--- 提供資料 ---
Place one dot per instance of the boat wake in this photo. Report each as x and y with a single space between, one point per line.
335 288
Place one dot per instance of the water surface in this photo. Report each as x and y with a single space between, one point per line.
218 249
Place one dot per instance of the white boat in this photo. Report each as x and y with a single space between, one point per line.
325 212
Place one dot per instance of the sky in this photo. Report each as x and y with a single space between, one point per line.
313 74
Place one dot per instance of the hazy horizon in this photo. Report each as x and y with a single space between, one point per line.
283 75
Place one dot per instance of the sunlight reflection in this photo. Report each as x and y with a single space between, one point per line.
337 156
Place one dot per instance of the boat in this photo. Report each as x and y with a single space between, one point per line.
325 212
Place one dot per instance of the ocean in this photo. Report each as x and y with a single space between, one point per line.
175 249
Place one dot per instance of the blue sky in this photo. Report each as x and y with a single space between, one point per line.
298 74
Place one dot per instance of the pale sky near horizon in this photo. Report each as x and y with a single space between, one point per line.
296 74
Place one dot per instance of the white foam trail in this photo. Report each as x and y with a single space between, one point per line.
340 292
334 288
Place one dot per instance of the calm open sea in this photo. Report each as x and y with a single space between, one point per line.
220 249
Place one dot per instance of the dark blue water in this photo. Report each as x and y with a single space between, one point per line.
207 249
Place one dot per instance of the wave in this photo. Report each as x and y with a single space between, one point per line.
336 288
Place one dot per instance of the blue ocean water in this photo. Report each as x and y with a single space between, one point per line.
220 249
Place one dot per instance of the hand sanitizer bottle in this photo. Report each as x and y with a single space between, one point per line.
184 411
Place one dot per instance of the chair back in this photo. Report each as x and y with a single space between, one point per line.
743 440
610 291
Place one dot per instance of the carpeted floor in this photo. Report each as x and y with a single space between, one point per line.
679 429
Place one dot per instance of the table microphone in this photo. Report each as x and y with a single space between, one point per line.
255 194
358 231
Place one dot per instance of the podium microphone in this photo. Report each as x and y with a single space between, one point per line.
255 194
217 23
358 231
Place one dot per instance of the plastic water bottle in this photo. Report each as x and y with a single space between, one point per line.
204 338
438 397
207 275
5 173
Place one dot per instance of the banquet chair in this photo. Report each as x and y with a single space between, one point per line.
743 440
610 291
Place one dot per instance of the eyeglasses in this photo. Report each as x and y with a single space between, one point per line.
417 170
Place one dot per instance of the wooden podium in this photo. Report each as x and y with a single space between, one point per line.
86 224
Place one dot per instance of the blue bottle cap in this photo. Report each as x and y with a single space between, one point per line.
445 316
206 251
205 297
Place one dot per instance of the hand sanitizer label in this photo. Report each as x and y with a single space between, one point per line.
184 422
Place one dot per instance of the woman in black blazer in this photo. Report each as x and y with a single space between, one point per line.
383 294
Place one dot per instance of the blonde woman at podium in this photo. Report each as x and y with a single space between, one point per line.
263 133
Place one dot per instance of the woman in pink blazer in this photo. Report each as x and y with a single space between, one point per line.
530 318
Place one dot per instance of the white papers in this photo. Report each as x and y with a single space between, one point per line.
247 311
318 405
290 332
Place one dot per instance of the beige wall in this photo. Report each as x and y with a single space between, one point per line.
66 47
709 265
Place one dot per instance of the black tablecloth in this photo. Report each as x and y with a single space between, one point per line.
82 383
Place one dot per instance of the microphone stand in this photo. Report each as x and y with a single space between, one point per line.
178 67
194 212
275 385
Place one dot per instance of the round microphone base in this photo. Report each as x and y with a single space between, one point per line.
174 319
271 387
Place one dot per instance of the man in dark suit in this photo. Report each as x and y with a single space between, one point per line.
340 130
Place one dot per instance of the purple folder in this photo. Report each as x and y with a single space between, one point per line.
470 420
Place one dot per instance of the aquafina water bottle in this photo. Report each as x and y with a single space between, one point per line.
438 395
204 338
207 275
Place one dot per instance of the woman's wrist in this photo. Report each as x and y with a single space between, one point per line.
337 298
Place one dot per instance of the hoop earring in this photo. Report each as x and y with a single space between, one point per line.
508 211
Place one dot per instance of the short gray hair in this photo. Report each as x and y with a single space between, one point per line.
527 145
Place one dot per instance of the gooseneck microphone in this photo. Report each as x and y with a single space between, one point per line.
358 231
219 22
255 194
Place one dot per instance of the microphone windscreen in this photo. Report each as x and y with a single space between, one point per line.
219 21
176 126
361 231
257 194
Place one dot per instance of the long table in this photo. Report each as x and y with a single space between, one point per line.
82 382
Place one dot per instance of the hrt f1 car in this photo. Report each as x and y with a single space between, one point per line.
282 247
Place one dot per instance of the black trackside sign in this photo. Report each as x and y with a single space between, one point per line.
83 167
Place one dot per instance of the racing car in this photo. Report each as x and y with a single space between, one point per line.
---
■ 課題の目的:
上の資料の全行で「in this photo」を「in this image」に置き換え、それ以外は手を加えずに書き出せ。

■ 課題の解答:
Place one dot per instance of the boat wake in this image. Report each as x and y with a single space between, one point per line.
335 288
Place one dot per instance of the water surface in this image. Report each as x and y with a single space between, one point per line.
218 249
Place one dot per instance of the white boat in this image. Report each as x and y with a single space between, one point per line.
325 212
Place one dot per instance of the sky in this image. Report each as x and y with a single space between, one point per line.
313 74
Place one dot per instance of the hazy horizon in this image. Report each as x and y with a single space between, one point per line.
283 75
Place one dot per instance of the sunlight reflection in this image. Report each as x and y with a single space between, one point per line.
337 156
Place one dot per instance of the boat in this image. Report each as x and y with a single space between, one point per line.
325 212
Place one dot per instance of the ocean in this image. Report each as x and y with a single space between, one point per line.
175 249
Place one dot per instance of the blue sky in this image. Report each as x and y with a single space between, one point per line.
298 74
Place one dot per instance of the pale sky near horizon in this image. Report each as x and y with a single space between, one point per line.
296 74
Place one dot per instance of the white foam trail in this image. Report each as x and y with a single space between, one point per line.
340 292
334 288
Place one dot per instance of the calm open sea in this image. Report each as x and y with a single space between, one point per line.
220 249
Place one dot per instance of the dark blue water in this image. Report each as x and y with a single space between, one point per line.
207 249
Place one dot per instance of the wave in this image. Report each as x and y with a single space between, one point per line.
336 288
Place one dot per instance of the blue ocean water in this image. Report each as x and y with a single space between, one point per line.
220 249
Place one dot per instance of the hand sanitizer bottle in this image. Report each as x and y with a single space between, one point per line.
184 411
Place one dot per instance of the chair back in this image. Report each as x and y with a single space between, one point per line.
743 440
610 291
Place one dot per instance of the carpeted floor in this image. Report each as x and y with a single space between, one point per line.
679 429
Place one dot per instance of the table microphone in this image. Report each as x and y with a single space between, one point per line.
255 194
358 231
Place one dot per instance of the podium microphone in this image. Report each as x and y with a single space between, one point per line.
255 194
217 23
358 231
Place one dot per instance of the plastic water bottle in this image. Report each as x and y with a single space between, one point per line.
204 338
438 397
207 275
5 173
Place one dot per instance of the banquet chair in this image. Report each as x and y with a single space between, one point per line.
743 440
610 291
Place one dot per instance of the eyeglasses in this image. Report each as x and y with a single space between, one point per line.
417 170
Place one dot per instance of the wooden podium in this image. Report each as x and y with a single space between, one point per line.
86 224
Place one dot per instance of the blue bottle cap in this image. Report each as x and y with a single space between, one point per line.
445 316
206 251
205 297
Place one dot per instance of the hand sanitizer label in this image. Report each as x and y with a single space between, one point per line.
184 422
Place one dot per instance of the woman in black blazer in this image. Report each as x and y with a single space between, one point per line.
383 294
Place one dot per instance of the blonde woman at podium in this image. Report each as x and y with a single space between, one point per line.
263 133
Place one dot per instance of the woman in pink blazer in this image. Report each as x and y with a single space between, one point per line.
530 318
Place one dot per instance of the white papers in this image. Report each as x and y with a single space between, one point per line.
247 311
318 405
290 332
Place one dot per instance of the beige wall in this image. Report each as x and y with a single space between, one point per line.
66 47
709 265
Place one dot per instance of the black tablecloth in this image. Report each as x and y with a single space between, one point per line.
82 383
Place one dot per instance of the microphone stand in this image. Report each as x and y with a single space between, one point per line.
178 67
194 212
275 385
Place one dot per instance of the round microphone base in this image. Report each as x and y with a single space between, one point per line.
174 319
271 387
Place one dot per instance of the man in dark suit in this image. Report each as x and y with a single space between, one point per line.
340 130
Place one dot per instance of the purple folder in this image. Report each as x and y with a single space between, one point per line.
470 420
Place one dot per instance of the aquafina water bottle in this image. Report each as x and y with a single space between, one point per line.
438 395
204 338
207 275
Place one dot per instance of the woman's wrist in this image. Report each as x and y with a single space between, one point per line.
337 298
Place one dot per instance of the hoop earring in this image. Report each as x and y with a single space between, one point per line.
508 211
Place one dot per instance of the short gray hair in this image. Report each as x and y with a single space between, one point per line.
527 145
Place one dot per instance of the gooseneck microphone in this image. Report each as x and y with a single space between, one point per line.
358 231
219 22
255 194
Place one dot per instance of the microphone windscreen in this image. Report each as x and y with a single space between, one point per line.
219 21
176 126
361 231
257 194
Place one dot per instance of the long table in this image. Report each as x and y with a single space between, one point per line.
82 382
Place one dot per instance of the hrt f1 car in this image. Report each as x and y with a single space between, one point per line.
282 247
Place one dot per instance of the black trackside sign in this image. Report each as x and y with a single space between, one point per line.
83 167
Place one dot per instance of the racing car in this image. Report each as x and y with a single space between, one point per line.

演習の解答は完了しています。